Each line from the one containing "Need: a dot" through the final line below must be reproduced exactly, and no others.

## TASK MATERIAL:
★ ★ ★ ★
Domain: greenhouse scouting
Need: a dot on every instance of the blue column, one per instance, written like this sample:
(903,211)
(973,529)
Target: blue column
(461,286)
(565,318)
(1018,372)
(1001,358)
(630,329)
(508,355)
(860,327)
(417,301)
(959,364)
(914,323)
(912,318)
★ ★ ★ ★
## SOLUTION TO THE EXERCISE:
Need: a dot on every instance of the blue column, one per instance, written like this sample:
(903,211)
(973,529)
Target: blue column
(461,286)
(565,318)
(1018,372)
(1001,358)
(630,329)
(508,355)
(860,327)
(417,301)
(959,364)
(914,323)
(912,318)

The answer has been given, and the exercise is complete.